BEGIN Data to use
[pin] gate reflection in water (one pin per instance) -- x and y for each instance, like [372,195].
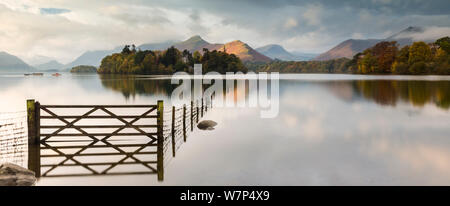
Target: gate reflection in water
[62,144]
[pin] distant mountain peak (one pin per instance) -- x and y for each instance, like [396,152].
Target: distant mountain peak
[195,38]
[9,62]
[406,33]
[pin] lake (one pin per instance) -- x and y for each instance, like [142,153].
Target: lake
[331,130]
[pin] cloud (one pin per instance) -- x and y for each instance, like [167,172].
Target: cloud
[53,11]
[307,26]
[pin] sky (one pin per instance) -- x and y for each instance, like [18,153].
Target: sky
[64,29]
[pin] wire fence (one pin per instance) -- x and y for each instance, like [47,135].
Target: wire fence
[177,129]
[14,138]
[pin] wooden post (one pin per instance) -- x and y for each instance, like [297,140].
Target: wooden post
[33,121]
[202,107]
[173,131]
[192,116]
[160,146]
[196,107]
[184,123]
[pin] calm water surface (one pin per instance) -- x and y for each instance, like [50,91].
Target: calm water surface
[331,130]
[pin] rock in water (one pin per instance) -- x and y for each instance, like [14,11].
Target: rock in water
[14,175]
[206,125]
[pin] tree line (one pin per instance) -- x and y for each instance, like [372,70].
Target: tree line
[136,61]
[418,58]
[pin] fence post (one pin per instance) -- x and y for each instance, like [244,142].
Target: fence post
[33,122]
[160,146]
[173,131]
[196,107]
[184,122]
[192,115]
[202,107]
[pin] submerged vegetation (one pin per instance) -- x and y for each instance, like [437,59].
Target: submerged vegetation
[132,61]
[331,66]
[383,58]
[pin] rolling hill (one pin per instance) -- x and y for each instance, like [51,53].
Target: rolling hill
[351,47]
[347,49]
[244,52]
[276,51]
[11,63]
[51,65]
[92,58]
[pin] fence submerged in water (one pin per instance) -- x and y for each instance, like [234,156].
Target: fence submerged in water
[27,138]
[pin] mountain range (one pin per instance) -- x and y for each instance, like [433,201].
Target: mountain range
[350,47]
[276,51]
[11,63]
[265,54]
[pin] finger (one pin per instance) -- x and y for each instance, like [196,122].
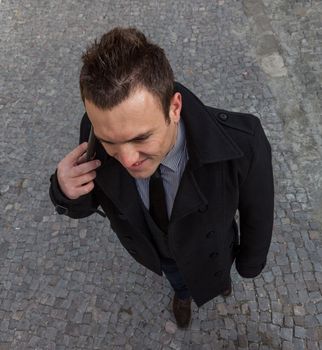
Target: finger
[87,188]
[82,159]
[76,153]
[84,179]
[84,168]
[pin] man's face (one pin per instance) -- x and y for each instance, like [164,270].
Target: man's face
[135,132]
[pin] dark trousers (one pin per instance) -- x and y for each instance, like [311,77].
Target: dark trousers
[175,278]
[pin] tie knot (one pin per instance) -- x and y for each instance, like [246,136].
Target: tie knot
[157,173]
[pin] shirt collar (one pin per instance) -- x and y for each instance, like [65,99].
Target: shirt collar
[172,159]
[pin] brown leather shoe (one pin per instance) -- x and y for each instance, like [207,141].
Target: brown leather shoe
[227,291]
[182,311]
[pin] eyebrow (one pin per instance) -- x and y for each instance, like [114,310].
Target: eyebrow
[136,138]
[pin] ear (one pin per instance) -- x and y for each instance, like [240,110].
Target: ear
[175,107]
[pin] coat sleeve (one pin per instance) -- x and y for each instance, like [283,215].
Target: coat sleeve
[256,208]
[82,206]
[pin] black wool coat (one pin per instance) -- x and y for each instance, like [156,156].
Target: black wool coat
[229,169]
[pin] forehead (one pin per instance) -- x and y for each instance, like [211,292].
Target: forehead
[139,113]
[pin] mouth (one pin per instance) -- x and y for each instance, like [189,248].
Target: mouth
[137,165]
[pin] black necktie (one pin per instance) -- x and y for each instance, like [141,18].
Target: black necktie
[158,207]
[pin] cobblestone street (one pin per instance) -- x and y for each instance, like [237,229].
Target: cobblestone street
[69,284]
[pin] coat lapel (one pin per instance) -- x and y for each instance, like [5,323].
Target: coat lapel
[120,188]
[189,198]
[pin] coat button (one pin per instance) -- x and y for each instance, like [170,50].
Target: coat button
[218,273]
[132,251]
[213,254]
[121,216]
[203,209]
[223,116]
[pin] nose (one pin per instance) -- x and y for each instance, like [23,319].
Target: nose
[127,155]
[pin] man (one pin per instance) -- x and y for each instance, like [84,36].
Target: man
[169,172]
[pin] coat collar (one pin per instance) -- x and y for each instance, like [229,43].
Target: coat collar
[207,141]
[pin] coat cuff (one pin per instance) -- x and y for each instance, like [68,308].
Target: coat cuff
[74,208]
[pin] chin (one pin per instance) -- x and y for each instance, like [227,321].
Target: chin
[140,175]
END Data to use
• _The task_
Would you copy exactly the lines from the one that contains "Target: mouth" through the final line of the records above, including both?

• _Answer for this exercise_
Target: mouth
[137,165]
[pin] black necktie (one pin per instance) -- x and y for each instance, like [141,18].
Target: black necktie
[158,207]
[pin] cobblestone street (one pin per instance) -- x and y for each instance, like [237,229].
Target: cobblestone street
[69,284]
[pin] coat lapel (one pin per instance) -- x and y for each instance, like [5,323].
Target: coat lapel
[120,188]
[189,198]
[pin] coat button (one pin per instance) -- x and y for each instance, like [170,50].
Target: coat button
[218,273]
[132,251]
[213,254]
[121,216]
[203,209]
[223,116]
[pin] nose (one pin per instance) -- x and y for each instance, like [23,319].
Target: nose
[127,155]
[pin] man (one pin per instance) -- x and y for each instance, like [84,36].
Target: man
[169,172]
[pin] coat collar (one pin per instance) -- x and y for each instance, like [229,43].
Target: coat collar
[207,141]
[pin] coat cuff (one pin per instance) -- x and y for each instance, like [68,308].
Target: coat cuff
[74,208]
[pin] chin (one pin per instance) -- x and y for each instance, like [227,321].
Target: chin
[140,175]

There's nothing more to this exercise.